----- Dataset rows -----

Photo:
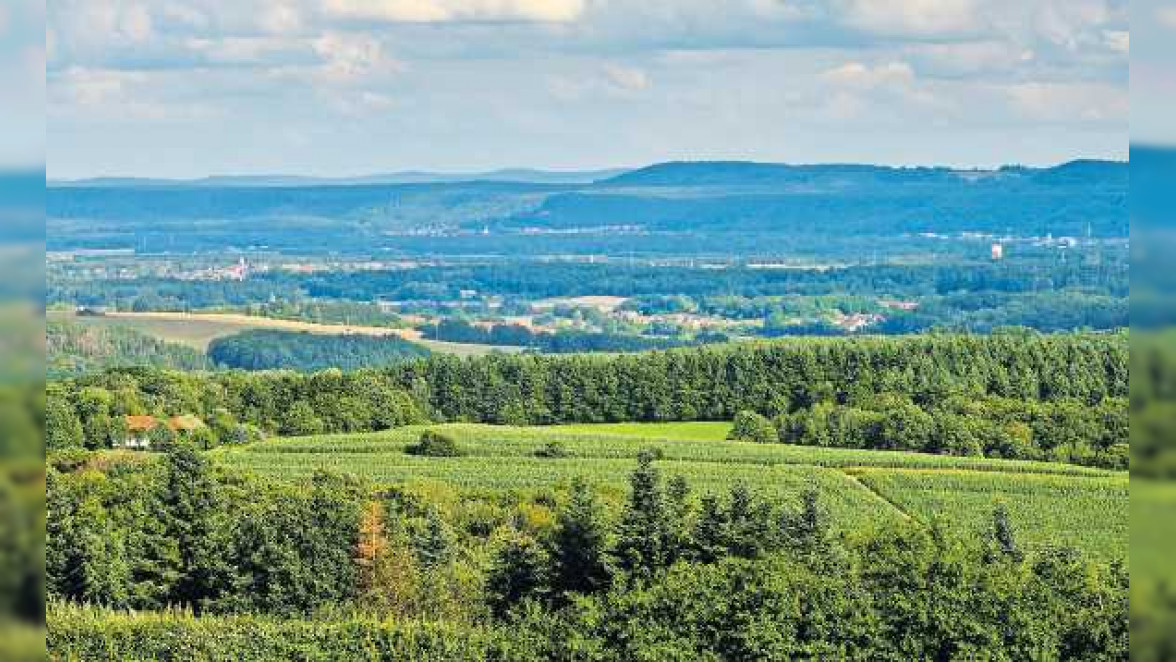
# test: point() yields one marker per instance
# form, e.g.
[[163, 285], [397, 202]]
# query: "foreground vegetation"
[[1051, 503], [415, 573]]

-----

Update the data above by changing every "vegetation" to "plants" and keep everything else the same. Leave out the pictures.

Completed task |
Photo:
# test: point() yields one marker per instance
# form, e.g.
[[163, 285], [397, 202]]
# query: "foreground plants"
[[1051, 503], [415, 573]]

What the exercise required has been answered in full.